:: TEXT TO READ ::
Clustify: Identifying Similar Documents

March 9, 2008

In my recent lecture about eDiscovery in Boston, March 6, 2008, several people engaged me after my presentation. One of these interlocutors wanted my view on a company called Hot Neuron LLC. I said, “I’ll check my files.”

When I staggered into my log cabin in Harrod’s Creek, Kentucky, a parcel awaited me. I chopped it open with the flint knife popular in these parts. An envelope labeled “Cluster-Text.com” held a Clustify mouse pad. Coincidence or very expensive direct mail campaign?

A quick dip into my electronic files and a gander at Hot Neuron’s Web site reminded me that Clustify is in the eDiscovery category of Beyond Search tools. An attorney with too little time and too many documents can use Clustify to get her arms around the documents, tag them, and tackle the most significant documents in key clusters first.

Clustify can deliver an overview of the document set with documents nearly organized by categories. Clustify groups by analyzing the the text to identify the structure that arises naturally.

Bill Dimm, founder of Hot Neuron, told me in a thoughtful email:

Clustify organizes the documents into clusters, and it labels each cluster with keywords so that you can see what it is about. It can sort the clusters by the number of documents they contain, so you can quickly see what the most significant topics are for the document set, but it doesn’t, by itself, put the documents into a hierarchy of categories. It does, however, provide a tagging tool that allows the user to define his/her own hierarchy of categories and very efficiently put the documents into the categories.

:: INFORMATION PROVIDED ::
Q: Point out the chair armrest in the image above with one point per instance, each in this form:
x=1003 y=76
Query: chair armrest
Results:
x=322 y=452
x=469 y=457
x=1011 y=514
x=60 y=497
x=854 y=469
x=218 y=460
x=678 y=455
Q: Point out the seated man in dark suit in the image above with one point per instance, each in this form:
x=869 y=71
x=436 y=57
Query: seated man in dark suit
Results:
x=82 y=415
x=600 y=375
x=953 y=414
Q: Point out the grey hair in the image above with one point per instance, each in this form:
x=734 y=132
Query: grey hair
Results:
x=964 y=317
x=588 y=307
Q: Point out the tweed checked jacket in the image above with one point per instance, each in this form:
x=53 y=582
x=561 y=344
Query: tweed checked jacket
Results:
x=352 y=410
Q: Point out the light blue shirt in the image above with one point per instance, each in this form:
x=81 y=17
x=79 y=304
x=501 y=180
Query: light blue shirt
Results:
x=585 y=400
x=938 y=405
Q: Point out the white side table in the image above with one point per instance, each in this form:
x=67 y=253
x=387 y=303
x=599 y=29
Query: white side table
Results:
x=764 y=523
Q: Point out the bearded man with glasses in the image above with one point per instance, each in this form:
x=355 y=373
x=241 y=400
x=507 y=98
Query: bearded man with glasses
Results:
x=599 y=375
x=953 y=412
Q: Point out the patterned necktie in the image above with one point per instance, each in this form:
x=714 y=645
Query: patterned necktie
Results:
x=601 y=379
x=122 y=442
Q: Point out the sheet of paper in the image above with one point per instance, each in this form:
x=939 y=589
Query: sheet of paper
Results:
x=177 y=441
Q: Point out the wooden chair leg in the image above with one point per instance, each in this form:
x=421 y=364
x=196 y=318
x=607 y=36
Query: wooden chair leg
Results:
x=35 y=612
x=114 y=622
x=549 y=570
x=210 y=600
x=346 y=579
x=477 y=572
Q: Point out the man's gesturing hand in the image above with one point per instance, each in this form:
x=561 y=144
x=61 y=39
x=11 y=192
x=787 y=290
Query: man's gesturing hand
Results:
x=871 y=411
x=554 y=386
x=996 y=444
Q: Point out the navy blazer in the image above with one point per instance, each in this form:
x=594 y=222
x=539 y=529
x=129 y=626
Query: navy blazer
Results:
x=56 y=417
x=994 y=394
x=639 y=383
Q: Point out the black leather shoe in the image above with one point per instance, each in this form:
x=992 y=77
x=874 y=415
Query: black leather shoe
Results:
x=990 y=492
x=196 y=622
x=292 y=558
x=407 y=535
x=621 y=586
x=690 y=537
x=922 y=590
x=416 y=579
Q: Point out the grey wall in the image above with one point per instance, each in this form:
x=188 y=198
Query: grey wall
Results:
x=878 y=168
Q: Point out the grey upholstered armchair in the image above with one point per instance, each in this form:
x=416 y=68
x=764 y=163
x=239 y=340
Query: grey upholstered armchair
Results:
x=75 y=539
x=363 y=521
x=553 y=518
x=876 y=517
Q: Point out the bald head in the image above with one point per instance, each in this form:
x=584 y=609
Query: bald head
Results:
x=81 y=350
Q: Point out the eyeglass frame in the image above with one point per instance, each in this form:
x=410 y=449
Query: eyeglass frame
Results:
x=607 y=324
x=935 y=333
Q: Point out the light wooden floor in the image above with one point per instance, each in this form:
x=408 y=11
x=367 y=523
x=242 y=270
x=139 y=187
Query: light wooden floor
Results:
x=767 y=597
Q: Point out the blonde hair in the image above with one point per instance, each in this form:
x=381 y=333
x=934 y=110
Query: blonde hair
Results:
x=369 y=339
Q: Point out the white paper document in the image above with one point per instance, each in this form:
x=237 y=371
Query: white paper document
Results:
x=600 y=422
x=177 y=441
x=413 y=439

:: TASKS FOR THIS EXERCISE ::
• A. Answer these questions from the text on Clustify, one line each:
(i) In which city was the lecture about eDiscovery given?
(ii) What did the envelope labeled "Cluster-Text.com" hold?
(iii) With what does Clustify label each cluster?
• B. Carry the text on Clustify forward from its last sentence.
The records have no role here.

:: TASK ANSWERS ::
• A.
(i) Boston
(ii) A Clustify mouse pad
(iii) Keywords

• B.
An attorney or paralegal can mark documents and “hook” them to other documents or topics. The ability to examine documents together can shave hours of a task that is tedious and susceptible to interruption. The software can speed the process of manual categorization by allowing you to make decisions one cluster at a time, instead of one document at a time. Clustify can enhance your search engine by group search results or finding relevant documents that don’t exactly match a query.

This essay provides a preliminary impression of Hot Neuron’s offerings.

The Names

Let me provide some guidance about the three names, Clustify, Cluster-Text.com, and Hot Neuron LLC. Clustify is the name of the clustering technology and software. The url is www.cluster-text.com where you will find information about the product, contact information, etc. Hot Neuron LLC is the name of the company selling the software and operating the Web site. MagPortal.com is a component of Hot Neuron where the company’s for-fee news feed service and financial information components are available. MagPortal appears to use portions of the Clustify technology, and a screen shot of a result set appear elsewhere in this essay.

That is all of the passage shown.